### WHAT TO DO
Starting at the line below with "Target: gray cloud" and stopping at the line with "For this exercise we mark the crowd", please print each line exactly, those two included, and skip every picture.
[GIVEN DATA Boundary: Start]
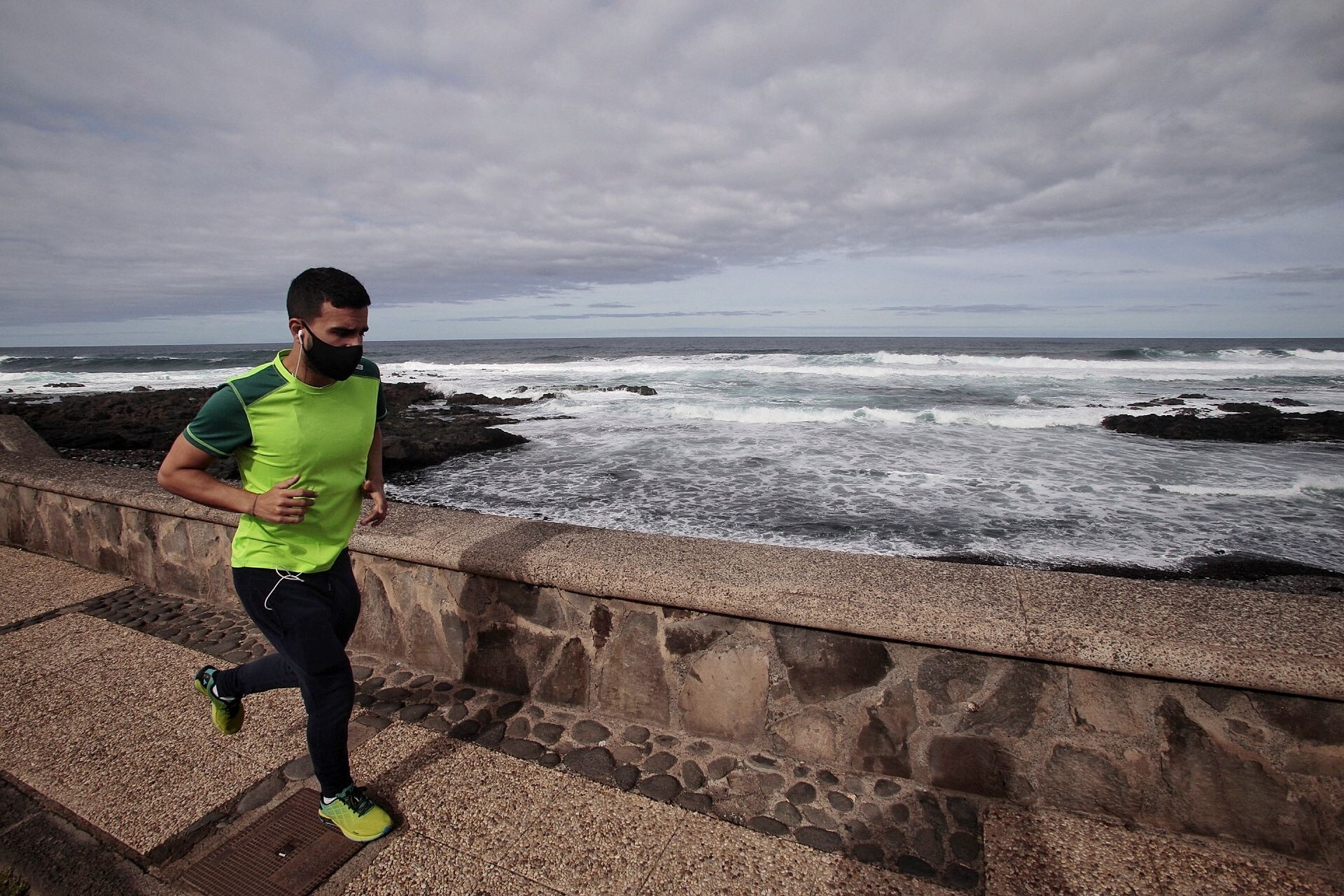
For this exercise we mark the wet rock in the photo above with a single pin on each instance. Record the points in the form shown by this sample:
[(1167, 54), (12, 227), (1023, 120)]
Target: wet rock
[(1218, 790), (1319, 722), (886, 789), (493, 663), (823, 665), (971, 764), (964, 813), (724, 694), (634, 681), (1011, 710), (812, 734), (949, 679), (698, 636), (1245, 422), (882, 743), (1088, 780), (568, 682)]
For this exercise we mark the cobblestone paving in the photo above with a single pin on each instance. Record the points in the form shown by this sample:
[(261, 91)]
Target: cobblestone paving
[(894, 824)]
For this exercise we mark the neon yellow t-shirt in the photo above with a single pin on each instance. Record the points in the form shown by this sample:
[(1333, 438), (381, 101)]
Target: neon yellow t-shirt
[(276, 426)]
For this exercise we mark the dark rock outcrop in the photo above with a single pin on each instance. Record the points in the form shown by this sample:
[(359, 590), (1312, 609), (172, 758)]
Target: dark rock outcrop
[(1245, 422), (136, 429)]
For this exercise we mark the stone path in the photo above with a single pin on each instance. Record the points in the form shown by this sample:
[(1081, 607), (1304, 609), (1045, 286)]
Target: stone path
[(876, 820), (102, 727), (102, 735)]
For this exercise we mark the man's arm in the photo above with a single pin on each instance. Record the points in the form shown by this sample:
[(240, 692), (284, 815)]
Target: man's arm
[(183, 473), (374, 480)]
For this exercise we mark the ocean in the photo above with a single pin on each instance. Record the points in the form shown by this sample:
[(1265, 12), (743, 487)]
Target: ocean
[(968, 448)]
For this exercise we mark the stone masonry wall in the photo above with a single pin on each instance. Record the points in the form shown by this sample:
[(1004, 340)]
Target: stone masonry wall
[(1259, 769)]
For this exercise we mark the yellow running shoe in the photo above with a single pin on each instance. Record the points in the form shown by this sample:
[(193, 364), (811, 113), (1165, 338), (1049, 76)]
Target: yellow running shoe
[(227, 715), (355, 816)]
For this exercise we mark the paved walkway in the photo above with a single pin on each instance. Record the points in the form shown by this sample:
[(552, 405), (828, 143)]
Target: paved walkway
[(102, 729), (115, 782)]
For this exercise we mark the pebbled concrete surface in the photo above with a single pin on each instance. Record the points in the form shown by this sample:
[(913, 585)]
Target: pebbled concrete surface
[(31, 584)]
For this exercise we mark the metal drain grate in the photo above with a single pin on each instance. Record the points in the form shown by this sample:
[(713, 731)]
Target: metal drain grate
[(289, 852)]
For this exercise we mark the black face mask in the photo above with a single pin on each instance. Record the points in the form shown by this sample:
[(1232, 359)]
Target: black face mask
[(336, 362)]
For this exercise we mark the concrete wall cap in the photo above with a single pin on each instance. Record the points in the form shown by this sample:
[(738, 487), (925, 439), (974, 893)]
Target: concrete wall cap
[(1261, 640)]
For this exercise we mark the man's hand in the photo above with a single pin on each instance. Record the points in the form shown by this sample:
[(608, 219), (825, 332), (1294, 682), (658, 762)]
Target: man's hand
[(284, 503), (374, 489)]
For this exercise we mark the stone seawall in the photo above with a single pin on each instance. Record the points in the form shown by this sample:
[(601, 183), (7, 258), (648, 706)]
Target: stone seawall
[(971, 691)]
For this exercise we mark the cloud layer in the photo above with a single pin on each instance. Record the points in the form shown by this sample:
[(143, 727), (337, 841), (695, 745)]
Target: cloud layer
[(158, 159)]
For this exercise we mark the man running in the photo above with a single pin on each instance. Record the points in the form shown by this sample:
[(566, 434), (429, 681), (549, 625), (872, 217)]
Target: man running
[(304, 431)]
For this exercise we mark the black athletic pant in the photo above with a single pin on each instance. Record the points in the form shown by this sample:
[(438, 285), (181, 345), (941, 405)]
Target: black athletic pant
[(308, 618)]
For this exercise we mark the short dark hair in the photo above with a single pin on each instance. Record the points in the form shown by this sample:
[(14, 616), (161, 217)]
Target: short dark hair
[(318, 285)]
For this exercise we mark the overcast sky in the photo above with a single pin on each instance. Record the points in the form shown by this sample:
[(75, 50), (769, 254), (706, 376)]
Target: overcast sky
[(673, 168)]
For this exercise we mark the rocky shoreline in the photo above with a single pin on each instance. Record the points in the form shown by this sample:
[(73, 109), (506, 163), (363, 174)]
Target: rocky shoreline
[(425, 429), (134, 429), (1240, 422)]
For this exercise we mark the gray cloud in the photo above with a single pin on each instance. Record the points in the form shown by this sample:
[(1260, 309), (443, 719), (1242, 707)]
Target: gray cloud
[(620, 316), (1319, 274), (163, 159), (987, 308)]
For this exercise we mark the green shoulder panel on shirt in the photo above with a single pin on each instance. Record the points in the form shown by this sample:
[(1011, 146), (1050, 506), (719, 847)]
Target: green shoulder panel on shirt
[(220, 428), (369, 370)]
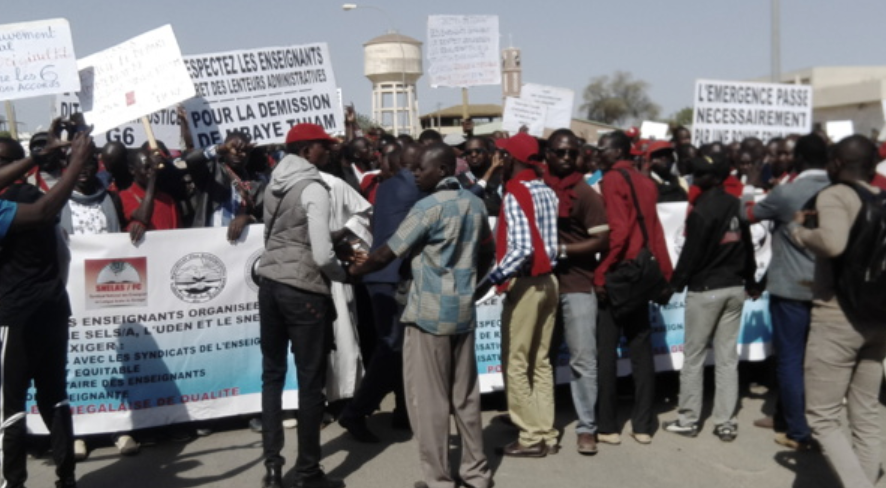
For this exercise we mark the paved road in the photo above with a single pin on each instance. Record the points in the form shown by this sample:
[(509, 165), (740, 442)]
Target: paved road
[(231, 457)]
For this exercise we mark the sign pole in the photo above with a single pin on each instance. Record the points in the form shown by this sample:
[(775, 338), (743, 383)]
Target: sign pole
[(464, 104), (10, 120)]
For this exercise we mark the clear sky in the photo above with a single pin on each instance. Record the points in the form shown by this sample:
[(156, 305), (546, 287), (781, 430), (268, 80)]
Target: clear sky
[(564, 42)]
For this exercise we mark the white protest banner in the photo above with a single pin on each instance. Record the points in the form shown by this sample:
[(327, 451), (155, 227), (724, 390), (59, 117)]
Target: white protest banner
[(653, 131), (135, 78), (839, 129), (559, 102), (262, 92), (519, 113), (131, 134), (463, 50), (37, 58), (728, 111)]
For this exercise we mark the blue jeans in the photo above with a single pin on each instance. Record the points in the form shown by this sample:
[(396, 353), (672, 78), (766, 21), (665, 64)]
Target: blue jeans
[(579, 314), (790, 328)]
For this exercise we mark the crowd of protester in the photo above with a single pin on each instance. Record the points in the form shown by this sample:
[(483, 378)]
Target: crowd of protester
[(545, 223)]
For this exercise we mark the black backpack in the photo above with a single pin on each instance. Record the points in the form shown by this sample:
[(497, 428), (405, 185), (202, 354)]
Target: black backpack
[(860, 272)]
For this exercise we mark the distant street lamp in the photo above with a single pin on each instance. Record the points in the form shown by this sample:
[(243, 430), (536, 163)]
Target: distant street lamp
[(351, 6)]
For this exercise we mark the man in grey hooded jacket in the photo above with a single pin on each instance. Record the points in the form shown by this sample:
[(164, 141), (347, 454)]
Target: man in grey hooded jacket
[(295, 302)]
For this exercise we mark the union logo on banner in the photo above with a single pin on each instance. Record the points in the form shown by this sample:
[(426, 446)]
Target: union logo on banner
[(120, 282)]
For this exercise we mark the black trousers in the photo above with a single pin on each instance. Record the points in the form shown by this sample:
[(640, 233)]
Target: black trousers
[(385, 371), (37, 350), (301, 321), (637, 331)]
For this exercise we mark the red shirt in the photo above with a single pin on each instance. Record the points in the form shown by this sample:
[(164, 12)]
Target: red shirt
[(625, 236), (165, 215)]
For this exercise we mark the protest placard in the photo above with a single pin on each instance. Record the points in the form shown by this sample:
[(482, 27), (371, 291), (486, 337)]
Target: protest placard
[(729, 111), (519, 113), (132, 79), (839, 129), (653, 130), (262, 92), (558, 101), (131, 134), (463, 50), (37, 58)]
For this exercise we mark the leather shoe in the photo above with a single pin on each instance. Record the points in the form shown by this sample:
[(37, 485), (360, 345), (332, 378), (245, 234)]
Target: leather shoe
[(320, 481), (515, 449), (587, 444), (765, 423), (273, 476), (356, 426)]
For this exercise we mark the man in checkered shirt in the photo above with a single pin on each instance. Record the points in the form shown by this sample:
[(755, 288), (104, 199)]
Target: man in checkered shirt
[(447, 237), (526, 250)]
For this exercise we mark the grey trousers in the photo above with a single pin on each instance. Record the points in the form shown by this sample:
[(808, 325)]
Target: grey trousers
[(845, 360), (439, 378), (711, 314)]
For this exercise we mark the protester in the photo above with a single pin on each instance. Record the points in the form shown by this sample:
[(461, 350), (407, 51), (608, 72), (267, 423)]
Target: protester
[(483, 177), (34, 312), (626, 239), (526, 253), (844, 355), (295, 302), (227, 193), (384, 370), (92, 209), (789, 283), (359, 162), (583, 233), (717, 266), (448, 235)]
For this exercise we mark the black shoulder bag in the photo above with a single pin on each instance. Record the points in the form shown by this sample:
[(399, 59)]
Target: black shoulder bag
[(633, 283)]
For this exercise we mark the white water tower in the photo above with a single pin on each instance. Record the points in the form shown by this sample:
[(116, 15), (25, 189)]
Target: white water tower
[(393, 64)]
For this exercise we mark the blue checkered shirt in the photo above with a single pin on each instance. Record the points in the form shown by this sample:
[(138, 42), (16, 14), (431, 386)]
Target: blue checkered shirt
[(444, 232), (518, 258)]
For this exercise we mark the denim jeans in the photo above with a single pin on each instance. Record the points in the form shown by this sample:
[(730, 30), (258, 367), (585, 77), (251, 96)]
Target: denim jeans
[(385, 371), (579, 315), (302, 321), (790, 329)]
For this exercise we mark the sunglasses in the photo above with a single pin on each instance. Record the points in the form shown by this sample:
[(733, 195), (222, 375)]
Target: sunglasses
[(562, 153)]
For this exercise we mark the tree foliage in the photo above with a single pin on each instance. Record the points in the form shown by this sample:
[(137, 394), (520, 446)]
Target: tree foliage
[(618, 99)]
[GIVEN DATA Boundary: End]
### ANSWER BELOW
Target: gray cloud
[(620, 316), (1319, 274), (163, 159), (987, 308)]
For this exercise we mark the green shoulder panel on shirt in the photo above with a single pin on each instance. Record the points in the form shown by this sample:
[(1011, 146), (1050, 506), (719, 847)]
Target: green shoulder panel on shirt
[(220, 428), (369, 370)]
For this exercise we mark the paved road in the photo above with a single pin on each instance. Record the points in the form shown by this sample:
[(509, 165), (740, 442)]
Target: paved road
[(231, 457)]
For this exercise we mark the sign pole in the photo above with a single pin on each instance. Record the points in the form shown by this sample:
[(775, 338), (743, 383)]
Target: sign pole
[(464, 104), (10, 120)]
For this exercise we mark the clear sky in the photo above with a single pin on each instance. Record the points in the form shown by this sample:
[(156, 305), (546, 287), (781, 430), (268, 80)]
Target: clear sky
[(564, 42)]
For this exercise we mark the white protest banner in the photo above with a single pin on each instance. Record the points in the form shown by this sample:
[(327, 451), (155, 227), (724, 390), (59, 117)]
Target: white protest banner
[(653, 131), (135, 78), (839, 129), (559, 102), (262, 92), (519, 113), (131, 134), (463, 50), (37, 58), (728, 111)]
For this exercise we mark the blue jeans in the photo above with a single pin on each instance. Record the points in the form shown by this sample:
[(396, 353), (672, 78), (766, 21), (665, 64)]
Target: blue jeans
[(579, 314), (790, 328)]
For this exercise we mark the crowd of protester in the photo above with a single pin on each instance. Record the points in the form shown by this sample:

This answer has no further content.